**EXERCISE TASKS**.
1. In the WebPerfWG meeting notes, which existing API does Noam name as another place that uses 4ms?
2. Pick up the WebPerfWG meeting notes after their final line and keep writing.

**PASSAGE GIVEN**.
begin

WebPerfWG call - October 17 2024

Participants

Nic Jansma, Yoav Weiss, Guohui Deng, Jose Dapena Paz, Noam Rosenthal, Barry Pollard, Andy Davies, Ansh Mishra, Michal Mocny, Ian Clelland, Aoyuan Zuo, Sean Feng, Patrick Meenan, Carine Bournez,

Admin

Next meeting: Oct 31, 2024

Costumes optional, but kinda required!

Minutes

LCP/element-timing: Unzeroing renderTime for cross-origin images in a security-blessed way - Noam

Recording

Noam: Zeroing renderTime when LCP image is cross-origin and doesn’t have Timing-Allow-Origin
… Always very confusing to people when renderTime is zero – should it be at least loadTime
… Some timestamps after loadTime we already know
… Other thing we found is that security reasoning for this is to avoid exposing decoding time of cross-origin images
… You can already know the loading time with ResourceTiming and load Event, and size of the image
… Idea is that given you already have size and loading time, if you have renderTime it could give you additional information about decoding
… Kind of a weak attack vector
… Also we find that when we protect it with Timing-Allow-Origin you can piggy-back it on same-origin images
… Cross-origin image make sure it’s loaded, another small same-origin image, you can get the renderTime of it if it’s in the same frame (if decoding is not asynchronous)
… Ineffective security measure
… What can come instead?
… Render times are common, they’re not resource-specific
… Measuring the system, you can find out things about cross-origin things maybe
… Protection we have for that is cross-origin isolation, CORP and COEP
… Idea we came up with, together with security folks, is we expose renderTimes, but we would coarsen
… Granular enough to not affect LCP in meaningful way if it’s wrong
… Coarse enough it doesn’t give you more information
… Delta between that and decoding time is marginal and rare you could do anything with formulastic granularity
… Given rendering a lot of things and doing many things that can affect rendering
… Michal asked me if this would apply to other render times in EventTiming, FCP, etc
… Not yet, but I think in the future we’d make renderTime mean the same thing everywhere. Maybe expose it in LoAF.
… My ask for this group is to ratify this, see if there are questions
… Then we’ll have a written proposal, reviewed by security folks
Yoav: Regarding the 4ms coarsening
… Is there any public reason for “4”?
… What is the risk these 4ms will protect against?
… I think it’s fine to coarsen it, but I’m curious on the reason
Noam: Let’s say you add an image based on whether or not you’re logged in, cross-origin
… One is very small clip-art, another is large image in high-res
… Both the same size
Yoav: You think the difference between those two images will not be greater than 4ms
Noam: Probably a lot smaller than that anyway
… Want a number greater than half a microsecond
… Better safe than sorry measure
… Mostly also because we have 4ms in other places, like setTimeout()
… Somewhere in PerformanceTimeline
… Not first time we use this measurement, so for something coarse, it’s coarse-enough but doesn’t affect LCP in meaningful way
Yoav: Coarsening we can “afford”

end

**STORED RECORDS**.
begin

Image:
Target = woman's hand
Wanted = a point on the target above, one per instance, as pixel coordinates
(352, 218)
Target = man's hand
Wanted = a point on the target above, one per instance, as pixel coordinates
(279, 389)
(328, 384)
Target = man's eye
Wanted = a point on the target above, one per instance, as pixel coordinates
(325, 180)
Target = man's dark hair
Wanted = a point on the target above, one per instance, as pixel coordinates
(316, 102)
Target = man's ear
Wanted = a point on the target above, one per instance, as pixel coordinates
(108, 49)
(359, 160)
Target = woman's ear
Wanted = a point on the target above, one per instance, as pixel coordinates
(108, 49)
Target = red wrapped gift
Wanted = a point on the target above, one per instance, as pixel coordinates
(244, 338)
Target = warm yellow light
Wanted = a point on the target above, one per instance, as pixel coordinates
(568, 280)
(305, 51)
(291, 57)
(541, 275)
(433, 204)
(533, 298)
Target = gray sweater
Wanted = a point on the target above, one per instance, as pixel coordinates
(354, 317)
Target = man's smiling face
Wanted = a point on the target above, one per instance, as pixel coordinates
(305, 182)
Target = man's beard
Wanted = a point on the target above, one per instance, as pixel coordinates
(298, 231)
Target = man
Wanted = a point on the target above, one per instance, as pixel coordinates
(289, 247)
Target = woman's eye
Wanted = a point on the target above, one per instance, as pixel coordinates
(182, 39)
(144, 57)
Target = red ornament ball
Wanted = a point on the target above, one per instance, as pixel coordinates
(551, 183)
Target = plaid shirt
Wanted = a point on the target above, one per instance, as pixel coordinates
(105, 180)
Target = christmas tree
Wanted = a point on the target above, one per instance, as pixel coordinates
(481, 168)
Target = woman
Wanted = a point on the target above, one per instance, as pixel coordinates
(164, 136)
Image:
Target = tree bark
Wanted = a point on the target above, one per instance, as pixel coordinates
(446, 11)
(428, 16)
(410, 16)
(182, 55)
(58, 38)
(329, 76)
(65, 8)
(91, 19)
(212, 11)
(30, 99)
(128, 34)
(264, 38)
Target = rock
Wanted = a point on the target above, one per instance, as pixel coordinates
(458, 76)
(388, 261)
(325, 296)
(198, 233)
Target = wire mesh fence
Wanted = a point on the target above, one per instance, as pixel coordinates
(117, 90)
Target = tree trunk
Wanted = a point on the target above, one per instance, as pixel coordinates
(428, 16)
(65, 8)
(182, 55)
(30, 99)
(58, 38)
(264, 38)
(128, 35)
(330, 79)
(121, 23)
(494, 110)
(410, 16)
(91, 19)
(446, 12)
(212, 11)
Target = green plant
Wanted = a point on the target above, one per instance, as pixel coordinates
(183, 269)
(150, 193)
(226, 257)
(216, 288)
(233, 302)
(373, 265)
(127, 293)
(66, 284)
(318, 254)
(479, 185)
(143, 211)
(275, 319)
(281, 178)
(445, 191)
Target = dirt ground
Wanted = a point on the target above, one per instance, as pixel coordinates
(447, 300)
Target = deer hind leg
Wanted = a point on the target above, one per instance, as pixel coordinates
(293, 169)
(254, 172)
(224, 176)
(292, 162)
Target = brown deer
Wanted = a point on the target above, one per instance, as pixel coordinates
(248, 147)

end

**RESPONSES IN ORDER**.
1. setTimeout()

2.
Noam: Easier to make it more granular in future than to coarsen it
… coarsen-time uses 5 microseconds
Sean: Will talk to Mozilla folks about this
… If we use cross-origin isolation for COEP credentialless, that allows website to display image without resource to be opt-in
… I’ll ping other folks
Noam: It means when there’s cross-origin isolation there can be much bigger timing attacks than this
… If other browsers wanted to coarsen things it would be per-spec
… How coarse it is could be somewhat left to the User Agent (UAs)
… UAs can also coarsen more than the spec
Michal: My understanding is colored by how I think it works in Chromium
… Presentation times are vsync-aligned, we’ll coarsen a bit, but they’ll be aligned
… Will get frame it’s presented in but not the very specific time of that frame
… For image decode, you’ll get insights if it’s in the deadline of a specific frame or multiple frames
… Don’t know how long it took, you’ll see how many deadlines it took
… You’re measuring how many units of frames there were of delay
… Makes sense to me this is already measurable through other mechanisms
Yoav: I think you’re saying it’s already coarsened to 16ms or 8 expected ms, because it’s aligned to vsync
Michal: More or less, platform details, implementers have different abilities to measure things
Yoav: Vsync alignment isn’t something currently happens but is something we considered?
Noam: Yes, vsync alignment is a detail not in the spec yet.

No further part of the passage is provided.